++++ PAGE EXCERPT ++++
DAKOTA, MINNESOTA & Eastern Railroad

The Company maintains a significant investment in the Dakota, Minnesota &
Eastern Railroad Corporation (DM&E), a privately held, regional railroad, which
controls over 2,500 miles of track in eight states.

At March 31, 2004, the Company's investment was comprised of $0.2 million of
DM&E common stock, $1.5 million of Series B Preferred Stock and warrants, $6.0
million of Series C Preferred Stock and warrants, $0.8 million of Preferred
Series C-1 Stock and warrants, and $0.5 million of Series D Preferred Stock and
warrants. In addition, the Company has a receivable for accrued dividend income
on Preferred Stock of approximately $5.0 million. The Company owns approximately
13.6% of the DM&E.

In June 1997, the DM&E announced its plan to build an extension from the DM&E's
existing line into the low sulfur coal market of the Powder River Basin in
Wyoming and to rebuild approximately 600 miles of its existing track (the
Project). The estimated cost of this project is expected to be in excess of $2.0
billion. The Surface Transportation Board (STB) approved the Project in January
2002. In October 2003, however, the 8th U.S. Circuit Court of Appeals remanded
the matter to the STB and instructed the STB to address, in its environmental
impact statement, the Project's effects on air quality, noise and vibration, and
preservation of historic sites. On January 30, 2004, the 8th U. S. Circuit Court
of Appeals denied petitions seeking a rehearing of the case.

If the Project proves to be viable, management believes that the value of the
Company's investment in the DM&E could increase significantly. If the Project
does not come to fruition, management believes that the value of the Company's
investment is supported by the DM&E's existing business.

In December 2003, the DM&E received a Railroad Rehabilitation and Improvement
Financing (RRIF) Loan in the amount of $233.0 million from the Federal Railroad
Administration. Funding provided by the 25-year loan will be used to refinance
debt and upgrade infrastructure along parts of its existing route.
++++
# TASKS AND EXERCISES
**A)** Summarize the DM&E excerpt in three sentences.
**B)** Set down the DM&E excerpt word for word, from "In June 1997, the" down to "of the case.".
The data after this has nothing to do with the DM&E excerpt.
++++ INFORMATION SHOWN ++++
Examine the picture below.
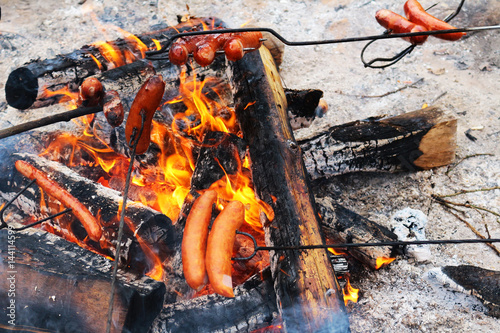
++++
# WORKED ANSWERS
**A)** The Company owns about 13.6% of the Dakota, Minnesota & Eastern Railroad, a privately held regional railroad controlling over 2,500 miles of track in eight states, through common stock and several series of preferred stock and warrants. The DM&E plans to extend its line into Wyoming's Powder River Basin coal market and rebuild about 600 miles of existing track at an estimated cost above $2.0 billion. The Surface Transportation Board approved the plan in January 2002, but in October 2003 the 8th U.S. Circuit Court of Appeals sent it back for further environmental review.

**B)**
In June 1997, the DM&E announced its plan to build an extension from the DM&E's
existing line into the low sulfur coal market of the Powder River Basin in
Wyoming and to rebuild approximately 600 miles of its existing track (the
Project). The estimated cost of this project is expected to be in excess of $2.0
billion. The Surface Transportation Board (STB) approved the Project in January
2002. In October 2003, however, the 8th U.S. Circuit Court of Appeals remanded
the matter to the STB and instructed the STB to address, in its environmental
impact statement, the Project's effects on air quality, noise and vibration, and
preservation of historic sites. On January 30, 2004, the 8th U. S. Circuit Court
of Appeals denied petitions seeking a rehearing of the case.